(Rows from a dataset)
· · · · ·

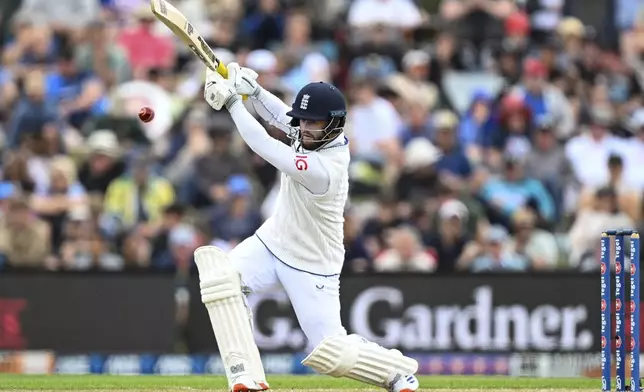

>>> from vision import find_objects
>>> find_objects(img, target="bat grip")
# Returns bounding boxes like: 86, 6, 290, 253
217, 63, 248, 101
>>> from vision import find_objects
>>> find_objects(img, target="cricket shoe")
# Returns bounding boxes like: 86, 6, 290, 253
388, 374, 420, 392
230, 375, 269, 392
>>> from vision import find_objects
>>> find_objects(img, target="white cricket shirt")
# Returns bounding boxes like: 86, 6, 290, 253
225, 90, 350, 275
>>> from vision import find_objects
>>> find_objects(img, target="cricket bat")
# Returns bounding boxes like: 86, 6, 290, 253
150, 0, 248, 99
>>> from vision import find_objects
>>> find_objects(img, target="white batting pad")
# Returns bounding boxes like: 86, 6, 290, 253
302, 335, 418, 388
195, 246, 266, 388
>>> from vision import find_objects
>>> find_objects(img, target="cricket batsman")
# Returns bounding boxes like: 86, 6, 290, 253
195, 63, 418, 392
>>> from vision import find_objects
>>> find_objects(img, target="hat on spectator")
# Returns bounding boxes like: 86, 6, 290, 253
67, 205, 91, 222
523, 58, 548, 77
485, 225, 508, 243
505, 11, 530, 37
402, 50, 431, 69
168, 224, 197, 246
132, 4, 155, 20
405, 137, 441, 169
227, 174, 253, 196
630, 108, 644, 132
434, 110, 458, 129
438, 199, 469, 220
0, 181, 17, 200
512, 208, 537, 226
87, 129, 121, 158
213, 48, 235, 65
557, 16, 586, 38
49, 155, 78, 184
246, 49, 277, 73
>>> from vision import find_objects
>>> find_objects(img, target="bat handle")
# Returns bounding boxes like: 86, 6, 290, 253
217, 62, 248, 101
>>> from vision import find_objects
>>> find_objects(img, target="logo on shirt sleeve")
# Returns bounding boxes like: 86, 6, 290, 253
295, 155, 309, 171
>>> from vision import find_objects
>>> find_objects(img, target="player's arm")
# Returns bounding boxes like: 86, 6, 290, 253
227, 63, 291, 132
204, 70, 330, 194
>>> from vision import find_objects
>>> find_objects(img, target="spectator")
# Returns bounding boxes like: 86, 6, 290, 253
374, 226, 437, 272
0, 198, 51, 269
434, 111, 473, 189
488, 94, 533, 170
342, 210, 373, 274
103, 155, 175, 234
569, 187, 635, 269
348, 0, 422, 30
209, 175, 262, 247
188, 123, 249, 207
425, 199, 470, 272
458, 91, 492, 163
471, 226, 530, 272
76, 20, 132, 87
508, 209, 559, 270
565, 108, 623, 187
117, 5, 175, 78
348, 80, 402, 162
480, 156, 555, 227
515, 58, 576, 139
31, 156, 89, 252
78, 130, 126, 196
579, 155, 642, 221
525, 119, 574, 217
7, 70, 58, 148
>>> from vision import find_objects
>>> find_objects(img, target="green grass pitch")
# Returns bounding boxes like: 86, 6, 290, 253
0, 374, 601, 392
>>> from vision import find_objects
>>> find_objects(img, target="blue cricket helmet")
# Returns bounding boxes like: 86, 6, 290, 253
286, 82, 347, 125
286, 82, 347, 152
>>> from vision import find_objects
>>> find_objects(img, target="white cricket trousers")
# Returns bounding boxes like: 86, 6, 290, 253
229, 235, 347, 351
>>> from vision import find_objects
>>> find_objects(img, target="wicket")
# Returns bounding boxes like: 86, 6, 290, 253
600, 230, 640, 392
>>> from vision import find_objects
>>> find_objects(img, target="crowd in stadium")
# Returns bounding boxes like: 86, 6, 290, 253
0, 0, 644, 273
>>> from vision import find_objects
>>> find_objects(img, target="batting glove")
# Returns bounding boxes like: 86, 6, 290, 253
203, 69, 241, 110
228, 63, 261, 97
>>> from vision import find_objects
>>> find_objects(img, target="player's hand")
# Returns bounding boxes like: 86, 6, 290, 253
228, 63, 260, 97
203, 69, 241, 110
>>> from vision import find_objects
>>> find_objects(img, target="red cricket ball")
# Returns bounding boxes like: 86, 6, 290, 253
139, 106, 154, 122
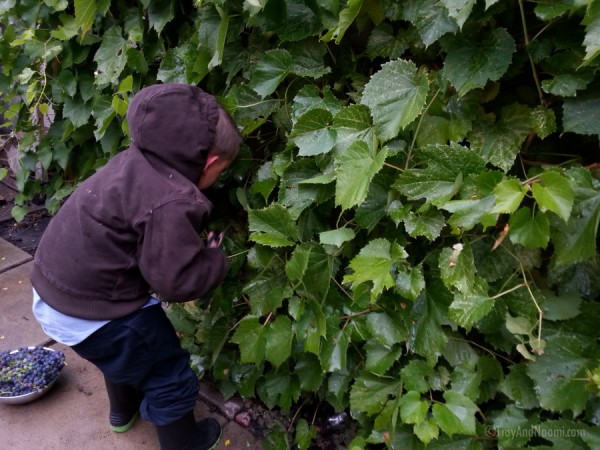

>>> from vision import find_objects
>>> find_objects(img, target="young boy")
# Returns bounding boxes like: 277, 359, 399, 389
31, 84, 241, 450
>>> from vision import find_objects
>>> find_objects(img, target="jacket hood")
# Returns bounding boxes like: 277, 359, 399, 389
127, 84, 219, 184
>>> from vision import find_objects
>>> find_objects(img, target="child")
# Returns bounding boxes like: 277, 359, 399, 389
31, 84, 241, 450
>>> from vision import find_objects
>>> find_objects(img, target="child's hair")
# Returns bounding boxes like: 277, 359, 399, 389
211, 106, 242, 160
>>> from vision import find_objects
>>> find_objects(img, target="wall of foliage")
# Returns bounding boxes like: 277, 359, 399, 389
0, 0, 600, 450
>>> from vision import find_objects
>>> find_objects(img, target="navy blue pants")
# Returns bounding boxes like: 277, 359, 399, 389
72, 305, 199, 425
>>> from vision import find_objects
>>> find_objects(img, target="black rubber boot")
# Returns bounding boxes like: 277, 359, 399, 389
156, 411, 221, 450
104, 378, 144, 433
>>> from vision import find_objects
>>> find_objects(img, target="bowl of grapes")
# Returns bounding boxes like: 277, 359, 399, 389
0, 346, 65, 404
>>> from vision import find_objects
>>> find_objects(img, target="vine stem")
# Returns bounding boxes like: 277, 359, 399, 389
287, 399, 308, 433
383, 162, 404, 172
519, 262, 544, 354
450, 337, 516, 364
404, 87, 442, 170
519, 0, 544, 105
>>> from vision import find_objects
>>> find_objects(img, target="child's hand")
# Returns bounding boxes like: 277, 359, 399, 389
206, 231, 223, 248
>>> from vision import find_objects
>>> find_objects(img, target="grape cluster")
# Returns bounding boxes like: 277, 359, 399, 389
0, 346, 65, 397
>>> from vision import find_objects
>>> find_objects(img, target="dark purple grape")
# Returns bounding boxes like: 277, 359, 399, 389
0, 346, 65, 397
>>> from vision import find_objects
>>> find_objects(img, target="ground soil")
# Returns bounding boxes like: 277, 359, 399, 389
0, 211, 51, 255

· · · · ·

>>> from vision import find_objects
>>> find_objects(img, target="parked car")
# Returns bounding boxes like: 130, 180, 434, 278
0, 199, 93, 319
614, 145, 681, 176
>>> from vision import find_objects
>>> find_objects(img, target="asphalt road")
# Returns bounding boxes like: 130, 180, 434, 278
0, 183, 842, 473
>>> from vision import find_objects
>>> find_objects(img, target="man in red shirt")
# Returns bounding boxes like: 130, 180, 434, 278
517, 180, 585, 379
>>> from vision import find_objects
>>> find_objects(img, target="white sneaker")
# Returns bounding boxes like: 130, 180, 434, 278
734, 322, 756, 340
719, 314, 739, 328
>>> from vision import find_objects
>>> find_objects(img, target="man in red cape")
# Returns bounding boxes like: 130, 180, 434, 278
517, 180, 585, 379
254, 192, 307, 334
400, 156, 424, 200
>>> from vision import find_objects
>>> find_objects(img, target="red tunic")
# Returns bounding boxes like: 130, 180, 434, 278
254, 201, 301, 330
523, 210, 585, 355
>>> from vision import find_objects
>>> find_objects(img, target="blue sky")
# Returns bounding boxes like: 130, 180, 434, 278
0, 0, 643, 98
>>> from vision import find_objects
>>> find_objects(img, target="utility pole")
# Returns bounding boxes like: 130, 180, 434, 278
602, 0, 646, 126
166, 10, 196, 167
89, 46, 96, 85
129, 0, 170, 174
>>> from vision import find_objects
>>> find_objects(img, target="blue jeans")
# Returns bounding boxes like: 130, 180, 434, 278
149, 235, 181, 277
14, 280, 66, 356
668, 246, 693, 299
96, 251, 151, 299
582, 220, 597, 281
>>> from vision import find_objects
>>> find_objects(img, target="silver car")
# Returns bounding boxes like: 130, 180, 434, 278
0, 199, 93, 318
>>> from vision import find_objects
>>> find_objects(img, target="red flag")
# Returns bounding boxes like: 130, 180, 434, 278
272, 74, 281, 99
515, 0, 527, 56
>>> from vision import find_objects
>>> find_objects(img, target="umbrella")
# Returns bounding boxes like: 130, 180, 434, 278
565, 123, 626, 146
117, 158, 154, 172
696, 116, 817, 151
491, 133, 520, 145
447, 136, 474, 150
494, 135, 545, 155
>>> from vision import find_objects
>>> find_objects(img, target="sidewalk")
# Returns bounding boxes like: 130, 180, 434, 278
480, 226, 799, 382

· · · · ·

- Requirement -
Count the lines in the entries above that contain the string "blue" and give only the number.

- Expected output -
4